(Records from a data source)
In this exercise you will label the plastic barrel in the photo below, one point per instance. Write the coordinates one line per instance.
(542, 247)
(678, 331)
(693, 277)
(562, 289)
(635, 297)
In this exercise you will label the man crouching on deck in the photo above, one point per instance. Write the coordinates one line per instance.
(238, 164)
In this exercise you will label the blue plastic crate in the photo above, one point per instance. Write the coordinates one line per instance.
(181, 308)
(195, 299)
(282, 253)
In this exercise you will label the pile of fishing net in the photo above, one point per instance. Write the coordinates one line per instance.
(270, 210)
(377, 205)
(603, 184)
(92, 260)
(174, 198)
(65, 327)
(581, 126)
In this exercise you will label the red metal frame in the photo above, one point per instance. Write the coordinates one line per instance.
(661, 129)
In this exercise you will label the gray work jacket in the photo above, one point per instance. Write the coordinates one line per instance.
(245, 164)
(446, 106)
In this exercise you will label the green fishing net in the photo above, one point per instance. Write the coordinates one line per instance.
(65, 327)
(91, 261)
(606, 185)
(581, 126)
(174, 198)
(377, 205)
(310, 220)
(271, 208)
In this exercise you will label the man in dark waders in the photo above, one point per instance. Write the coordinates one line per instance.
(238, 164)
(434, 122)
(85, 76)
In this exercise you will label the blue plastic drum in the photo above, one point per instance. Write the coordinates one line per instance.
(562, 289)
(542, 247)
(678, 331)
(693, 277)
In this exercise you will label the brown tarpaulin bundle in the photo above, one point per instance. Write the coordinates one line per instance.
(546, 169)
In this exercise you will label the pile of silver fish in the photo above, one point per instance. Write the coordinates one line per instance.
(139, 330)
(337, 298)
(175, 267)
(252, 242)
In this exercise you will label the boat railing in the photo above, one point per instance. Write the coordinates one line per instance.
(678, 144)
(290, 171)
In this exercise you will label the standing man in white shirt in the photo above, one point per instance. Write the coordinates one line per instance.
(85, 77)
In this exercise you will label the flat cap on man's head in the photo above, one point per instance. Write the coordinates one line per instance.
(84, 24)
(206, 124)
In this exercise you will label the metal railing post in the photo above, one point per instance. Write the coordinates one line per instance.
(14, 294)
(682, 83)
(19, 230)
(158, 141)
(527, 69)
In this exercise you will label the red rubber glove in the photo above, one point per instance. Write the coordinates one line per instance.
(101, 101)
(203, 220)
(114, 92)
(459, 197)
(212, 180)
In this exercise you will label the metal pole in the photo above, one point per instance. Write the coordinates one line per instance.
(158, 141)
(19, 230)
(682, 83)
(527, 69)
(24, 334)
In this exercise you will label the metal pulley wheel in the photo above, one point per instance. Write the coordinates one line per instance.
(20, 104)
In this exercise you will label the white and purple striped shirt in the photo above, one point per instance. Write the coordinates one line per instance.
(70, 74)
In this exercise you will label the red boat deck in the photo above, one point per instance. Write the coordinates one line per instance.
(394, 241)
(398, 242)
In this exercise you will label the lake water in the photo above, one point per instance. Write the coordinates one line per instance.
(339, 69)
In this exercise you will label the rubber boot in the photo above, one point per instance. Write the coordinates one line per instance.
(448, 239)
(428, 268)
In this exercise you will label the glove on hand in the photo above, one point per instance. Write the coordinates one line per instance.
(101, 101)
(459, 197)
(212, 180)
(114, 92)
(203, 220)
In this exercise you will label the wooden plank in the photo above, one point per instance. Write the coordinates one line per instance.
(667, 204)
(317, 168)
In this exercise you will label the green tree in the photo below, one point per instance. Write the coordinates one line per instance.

◆ **Task prompt**
Your task is to print all of the records exactly.

◆ **Answer section**
In this exercise you will label the plastic barrel in the photo below, one point per instance. Write the coordinates one line per instance.
(542, 247)
(678, 331)
(693, 277)
(562, 289)
(635, 297)
In this exercise you will label the man crouching on deck in the photo above, one point per instance. Write the coordinates one line per instance.
(238, 164)
In this exercise you will label the blue plastic crate in the photo above, one point per instance. Write the coordinates one line per instance.
(181, 308)
(195, 299)
(282, 253)
In this exercise you will label the pile of fishing net in the photo above, one point per instance. Write the coordinates one line per instance.
(270, 210)
(377, 205)
(603, 184)
(92, 260)
(174, 198)
(65, 327)
(581, 126)
In this exercise you will label the red metal frame in the photo above, one point per instance. Write the coordinates one line per instance.
(661, 129)
In this exercise you will label the gray work jacket in the photo above, one point per instance. Write the coordinates one line per instance.
(245, 164)
(446, 106)
In this exercise you will label the green fishing net in the photo above, one point per instance. Write the coordinates one line per instance.
(65, 327)
(91, 261)
(606, 185)
(581, 126)
(174, 198)
(377, 205)
(310, 220)
(271, 208)
In this exercise you will label the man in dark waders in the photo above, one point per instance. Write the coordinates one line per instance.
(238, 164)
(434, 122)
(85, 76)
In this exercise you will label the blue plastic drum in the photo above, one point per instance. Write the coordinates one line per instance.
(562, 289)
(542, 247)
(678, 331)
(693, 277)
In this exercise you will label the brown tarpaulin bundle in the photo above, one point per instance. Write the coordinates one line per instance.
(546, 169)
In this exercise you will label the pile of silver fish in the photo above, one point per instance. Write the coordinates one line per instance.
(139, 330)
(337, 298)
(175, 267)
(252, 242)
In this exercise you will label the boat railing in the photo above, one point per instance. Write the coordinates one line per instance.
(678, 144)
(290, 171)
In this exercise you will label the standing man in white shirt in the photo above, one point per instance. Write the coordinates one line per instance.
(85, 77)
In this exercise you will label the flat cap on man's head in the photo above, one point per instance. Write the coordinates one line per instance.
(84, 24)
(206, 124)
In this exercise you will label the metal railing post in the photo above, one point per instance. Write the coordinates one line per instance.
(14, 294)
(682, 83)
(19, 230)
(158, 141)
(527, 69)
In this exercise you will label the red rubber glove in the photo above, one point per instance. Write the coordinates one line per instance.
(101, 101)
(203, 220)
(114, 92)
(459, 197)
(212, 180)
In this exercise you will label the metal pole in the photo above, one point per instance. Write the coordinates one line per instance.
(158, 141)
(19, 230)
(682, 83)
(527, 69)
(24, 334)
In this exercise you will label the metal pulley wheel in the photo above, one point per instance. Write the coordinates one line per instance.
(20, 104)
In this exercise you will label the white and purple striped shirt in the photo above, one point per instance. Write the coordinates one line per instance.
(70, 74)
In this exercise you will label the red boat deck in the photo above, one point per instance. Write the coordinates one line per instance.
(394, 241)
(398, 242)
In this exercise you will label the lake water in the photo above, one point per instance. Write the coordinates one line per instance.
(339, 69)
In this exercise you will label the rubber boot in the photo above, one point per instance. Write the coordinates one line per instance.
(448, 239)
(428, 268)
In this exercise you will label the glove on hand in the photo above, one point per instance. Write the coordinates one line per instance.
(101, 101)
(459, 197)
(212, 180)
(114, 92)
(203, 220)
In this exercise you will label the wooden plank in the photo above, one point per instance. Write the coordinates one line per instance.
(667, 204)
(317, 168)
In this exercise you will label the green tree in the photo below, one point per instance. Write the coordinates one line per instance.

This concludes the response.